*Selected extract*.
****

The church was filled with parishioners wishing to lift their prayers and pay their respects to the priest who served faithfully their parish for more than 30 years.

Following the service in the church the clergy proceeded to the cemetery where Archpriest Igor Tarasov headed the final memorial service including the Litia for the repose of the newly-departed and the sealing of the tomb.

A repast was then held in the parish hall of St. Michael Church prepared by the parish sisterhood. 

Sunday before the Exaltation. Nativity of the Most Holy Mother of God

 

On September 23, on the Sunday before the Exaltation of the Cross, we had a nice celebration at St. George. We also observed the feast of the Nativity of the Most Holy Mother of God which fell on the last Friday and had been transferred to that Sunday. Our Rector, Archpriest Igor Tarasov served the Divine Liturgy at our church. Following the readings from the Sacred Scripture he preached the following homily in English:

“Dear brothers and sisters in Christ! Today we came to celebrate the great feast of the Nativity of the Most Holy Mother of God. This holy day is the first great celebration after the beginning of the New Church Year. And this has its significance: as we start the new year of the Church life, we commemorate the day on which the history of our salvation began, we celebrate the day of birth of the Most Holy Mother of our Savior.”
“This day was “the joy of the whole universe”, as we sing in today’s troparion. It may be compared to the beginning of the dawn. Early in the morning we see the darkness around us and we wait for the sun to rise. Especially now, in the fall, the sun does not rise too early and the nights are becoming longer. So, we may wait for the day to begin and for the sun to rise, but it does not happen so fast. But before the sun rises the sky in the East becomes lighter. This is called the dawn of the new day. So the Nativity of the Theotokos can be compared to the dawn of the new day, of the day of our salvation. The Akathistos to the Most Holy Mother of God says: “Rejoice, o dawn of the mystical day!” The mystical day is the salvation of the human race. That mystical day is the spiritual day where Jesus Christ, the Sun of truth had shone for the whole world. But before the appearance of that Sun, the dawn of the Nativity of the Theotokos appeared, appeared to proclaim the beginning of our salvation.”
“Now we are gathered in the temple and we pray to the Most Holy Mother of God because it is the impression that we live in the world full of darkness. That darkness is overshadowing us. The murk of sin and the shadow of godless attitude had filled the souls of men. The weight of that apostasy in the world we feel in our everyday life. The fruits of such a godless life we experience in our sorrows, misfortunes and evil things which happen to us. The darkness of hostility is seen in today’s world. People are so much divided and hating each other. We are now witnessing a sad division among the Orthodox people and even between the particular Orthodox Churches. It is not surprising that the evil one was attempting to make a quarrel among us, but it is very sad that some of us succumbed to that temptation and began to fight. Another sad example is this country. Here, in America, the society is so divided over political issues, over the support or disappointment of today’s President. Instead of remembering that all the Americans are supposed to be united as one nation and political preferences should not be their priority, they fight and show intolerance to each other.”

****

*Stated exercise A*.
Copy out the part of the records that begins with the line containing "Return one point per instance of the beige" and ends with the line containing "<point>264,781</point>", including both of those lines.

*Given records*.
****

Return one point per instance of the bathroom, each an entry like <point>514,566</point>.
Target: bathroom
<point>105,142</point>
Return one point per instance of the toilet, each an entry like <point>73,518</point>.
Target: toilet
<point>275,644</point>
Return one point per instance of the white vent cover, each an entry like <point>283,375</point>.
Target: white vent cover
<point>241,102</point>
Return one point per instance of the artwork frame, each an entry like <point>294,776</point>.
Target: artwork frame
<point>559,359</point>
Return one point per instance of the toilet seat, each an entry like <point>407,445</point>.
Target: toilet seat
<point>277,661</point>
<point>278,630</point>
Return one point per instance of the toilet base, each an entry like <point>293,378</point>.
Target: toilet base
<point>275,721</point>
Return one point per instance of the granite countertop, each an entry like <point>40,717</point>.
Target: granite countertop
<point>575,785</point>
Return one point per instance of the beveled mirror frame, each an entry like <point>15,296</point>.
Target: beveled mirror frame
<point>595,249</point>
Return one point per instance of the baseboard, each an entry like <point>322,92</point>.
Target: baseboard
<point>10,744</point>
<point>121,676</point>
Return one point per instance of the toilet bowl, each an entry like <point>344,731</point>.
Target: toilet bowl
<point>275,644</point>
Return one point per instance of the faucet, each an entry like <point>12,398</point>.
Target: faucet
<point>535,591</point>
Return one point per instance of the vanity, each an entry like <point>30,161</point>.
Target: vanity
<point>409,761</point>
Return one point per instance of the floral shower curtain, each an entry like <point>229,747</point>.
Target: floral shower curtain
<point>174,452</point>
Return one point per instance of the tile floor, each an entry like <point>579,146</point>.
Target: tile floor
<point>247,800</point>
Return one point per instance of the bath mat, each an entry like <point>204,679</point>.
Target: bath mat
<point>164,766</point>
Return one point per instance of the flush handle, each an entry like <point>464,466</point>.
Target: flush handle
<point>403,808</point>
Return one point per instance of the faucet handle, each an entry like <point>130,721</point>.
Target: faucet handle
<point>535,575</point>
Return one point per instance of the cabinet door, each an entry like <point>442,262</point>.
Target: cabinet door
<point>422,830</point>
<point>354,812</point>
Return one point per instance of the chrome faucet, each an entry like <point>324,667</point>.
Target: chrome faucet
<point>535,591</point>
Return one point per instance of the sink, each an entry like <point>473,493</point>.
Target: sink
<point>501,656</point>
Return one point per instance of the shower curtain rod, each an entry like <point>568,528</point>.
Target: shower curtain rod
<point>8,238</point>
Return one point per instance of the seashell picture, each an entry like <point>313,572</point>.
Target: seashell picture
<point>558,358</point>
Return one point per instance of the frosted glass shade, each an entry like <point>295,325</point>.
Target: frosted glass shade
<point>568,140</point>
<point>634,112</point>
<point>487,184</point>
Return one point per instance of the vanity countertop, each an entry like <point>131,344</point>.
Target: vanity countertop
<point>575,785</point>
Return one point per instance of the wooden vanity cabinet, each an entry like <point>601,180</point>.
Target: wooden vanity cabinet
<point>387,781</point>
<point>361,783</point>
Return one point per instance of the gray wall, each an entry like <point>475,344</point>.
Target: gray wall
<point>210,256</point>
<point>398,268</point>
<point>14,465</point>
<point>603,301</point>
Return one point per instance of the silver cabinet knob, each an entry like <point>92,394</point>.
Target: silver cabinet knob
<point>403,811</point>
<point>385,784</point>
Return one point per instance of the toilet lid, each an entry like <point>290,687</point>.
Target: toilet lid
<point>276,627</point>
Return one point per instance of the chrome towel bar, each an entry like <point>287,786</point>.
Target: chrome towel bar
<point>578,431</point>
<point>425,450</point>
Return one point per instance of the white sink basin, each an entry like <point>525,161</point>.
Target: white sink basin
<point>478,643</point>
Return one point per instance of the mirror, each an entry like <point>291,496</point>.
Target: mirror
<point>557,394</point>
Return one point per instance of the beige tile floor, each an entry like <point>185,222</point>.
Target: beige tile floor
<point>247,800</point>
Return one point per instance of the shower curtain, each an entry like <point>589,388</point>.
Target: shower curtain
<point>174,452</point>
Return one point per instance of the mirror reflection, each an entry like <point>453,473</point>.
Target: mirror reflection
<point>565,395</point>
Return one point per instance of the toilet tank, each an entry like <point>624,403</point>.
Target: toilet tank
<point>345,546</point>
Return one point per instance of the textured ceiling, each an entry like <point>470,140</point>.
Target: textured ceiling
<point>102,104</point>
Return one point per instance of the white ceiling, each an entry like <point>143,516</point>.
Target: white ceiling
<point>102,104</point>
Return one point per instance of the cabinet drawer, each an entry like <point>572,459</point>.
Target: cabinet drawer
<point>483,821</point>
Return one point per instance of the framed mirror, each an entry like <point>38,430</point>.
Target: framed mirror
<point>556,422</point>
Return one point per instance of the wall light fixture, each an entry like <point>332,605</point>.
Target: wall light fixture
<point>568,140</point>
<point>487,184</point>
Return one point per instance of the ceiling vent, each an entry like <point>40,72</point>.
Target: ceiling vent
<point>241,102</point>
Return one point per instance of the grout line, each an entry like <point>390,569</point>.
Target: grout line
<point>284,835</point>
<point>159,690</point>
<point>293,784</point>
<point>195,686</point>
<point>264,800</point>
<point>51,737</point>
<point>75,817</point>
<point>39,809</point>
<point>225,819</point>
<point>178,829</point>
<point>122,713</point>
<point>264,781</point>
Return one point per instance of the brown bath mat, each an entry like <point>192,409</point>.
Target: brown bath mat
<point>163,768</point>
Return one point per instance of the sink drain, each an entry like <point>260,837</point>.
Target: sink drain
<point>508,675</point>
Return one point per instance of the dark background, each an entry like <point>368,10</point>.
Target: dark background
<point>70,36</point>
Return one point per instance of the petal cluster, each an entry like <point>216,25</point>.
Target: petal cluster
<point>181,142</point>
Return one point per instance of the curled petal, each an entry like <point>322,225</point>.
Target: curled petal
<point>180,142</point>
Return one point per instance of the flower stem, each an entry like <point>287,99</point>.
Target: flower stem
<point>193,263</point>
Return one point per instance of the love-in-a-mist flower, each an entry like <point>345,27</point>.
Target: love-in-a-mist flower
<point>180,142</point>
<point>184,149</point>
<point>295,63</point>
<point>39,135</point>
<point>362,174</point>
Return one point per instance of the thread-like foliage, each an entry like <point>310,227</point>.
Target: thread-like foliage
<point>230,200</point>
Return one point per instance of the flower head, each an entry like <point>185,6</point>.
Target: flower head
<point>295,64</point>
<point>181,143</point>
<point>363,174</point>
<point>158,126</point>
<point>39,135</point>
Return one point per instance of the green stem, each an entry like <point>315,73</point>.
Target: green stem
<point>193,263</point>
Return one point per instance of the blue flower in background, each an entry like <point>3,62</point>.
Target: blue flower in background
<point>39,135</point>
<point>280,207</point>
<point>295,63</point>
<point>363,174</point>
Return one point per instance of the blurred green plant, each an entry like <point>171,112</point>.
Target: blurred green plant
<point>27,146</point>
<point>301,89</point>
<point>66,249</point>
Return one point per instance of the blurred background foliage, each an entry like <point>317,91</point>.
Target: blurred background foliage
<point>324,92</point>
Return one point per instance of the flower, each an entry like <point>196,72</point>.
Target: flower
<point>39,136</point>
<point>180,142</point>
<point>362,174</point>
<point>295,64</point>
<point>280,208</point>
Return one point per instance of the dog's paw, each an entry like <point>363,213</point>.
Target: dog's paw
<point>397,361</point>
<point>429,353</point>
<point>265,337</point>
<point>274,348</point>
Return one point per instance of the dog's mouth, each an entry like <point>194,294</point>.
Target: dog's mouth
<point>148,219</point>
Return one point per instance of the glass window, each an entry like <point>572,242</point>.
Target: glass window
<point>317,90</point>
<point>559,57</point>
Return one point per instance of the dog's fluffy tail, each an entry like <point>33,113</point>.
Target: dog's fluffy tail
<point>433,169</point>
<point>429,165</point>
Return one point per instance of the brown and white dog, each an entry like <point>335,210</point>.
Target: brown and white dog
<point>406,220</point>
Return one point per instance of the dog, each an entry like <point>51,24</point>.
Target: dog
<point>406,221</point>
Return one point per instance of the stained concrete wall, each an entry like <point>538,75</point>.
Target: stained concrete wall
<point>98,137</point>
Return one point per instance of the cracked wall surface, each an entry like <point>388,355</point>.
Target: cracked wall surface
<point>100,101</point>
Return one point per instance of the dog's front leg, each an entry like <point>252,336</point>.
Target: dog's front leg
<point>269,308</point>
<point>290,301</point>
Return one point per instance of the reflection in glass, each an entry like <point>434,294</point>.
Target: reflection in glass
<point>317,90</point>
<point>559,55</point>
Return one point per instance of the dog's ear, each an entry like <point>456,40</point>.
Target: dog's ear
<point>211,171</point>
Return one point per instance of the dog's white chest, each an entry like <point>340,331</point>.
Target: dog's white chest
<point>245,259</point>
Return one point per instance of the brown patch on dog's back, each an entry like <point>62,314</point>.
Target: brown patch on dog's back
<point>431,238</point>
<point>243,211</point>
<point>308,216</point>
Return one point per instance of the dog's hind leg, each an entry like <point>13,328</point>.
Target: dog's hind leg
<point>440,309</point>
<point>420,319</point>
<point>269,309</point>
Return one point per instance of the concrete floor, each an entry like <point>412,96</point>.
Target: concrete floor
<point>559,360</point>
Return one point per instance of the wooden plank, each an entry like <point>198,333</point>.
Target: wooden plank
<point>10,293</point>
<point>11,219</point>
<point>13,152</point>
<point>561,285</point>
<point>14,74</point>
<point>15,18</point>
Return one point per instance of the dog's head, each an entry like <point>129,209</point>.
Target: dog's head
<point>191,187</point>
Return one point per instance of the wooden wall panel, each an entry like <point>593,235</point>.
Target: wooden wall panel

****

*Stated exercise B*.
In the parish news excerpt, which feast was moved from the last Friday to the Sunday before the Exaltation of the Cross?

*Task answer A*.
Return one point per instance of the beige tile floor, each an entry like <point>185,222</point>.
Target: beige tile floor
<point>247,800</point>
Return one point per instance of the shower curtain, each an entry like <point>589,388</point>.
Target: shower curtain
<point>174,452</point>
Return one point per instance of the mirror reflection, each an entry like <point>453,473</point>.
Target: mirror reflection
<point>565,395</point>
Return one point per instance of the toilet tank, each an entry like <point>624,403</point>.
Target: toilet tank
<point>345,546</point>
Return one point per instance of the textured ceiling, each an entry like <point>470,140</point>.
Target: textured ceiling
<point>102,104</point>
Return one point per instance of the white ceiling, each an entry like <point>143,516</point>.
Target: white ceiling
<point>102,104</point>
Return one point per instance of the cabinet drawer, each an entry like <point>572,459</point>.
Target: cabinet drawer
<point>483,821</point>
Return one point per instance of the framed mirror, each an entry like <point>38,430</point>.
Target: framed mirror
<point>556,422</point>
Return one point per instance of the wall light fixture, each an entry like <point>332,605</point>.
Target: wall light fixture
<point>568,140</point>
<point>487,184</point>
Return one point per instance of the ceiling vent, each an entry like <point>40,72</point>.
Target: ceiling vent
<point>241,102</point>
Return one point per instance of the grout line, each an entry like <point>390,569</point>.
Target: grout line
<point>284,835</point>
<point>159,690</point>
<point>293,784</point>
<point>195,686</point>
<point>264,800</point>
<point>51,737</point>
<point>75,817</point>
<point>39,809</point>
<point>225,819</point>
<point>178,829</point>
<point>122,713</point>
<point>264,781</point>

*Task answer B*.
The feast of the Nativity of the Most Holy Mother of God.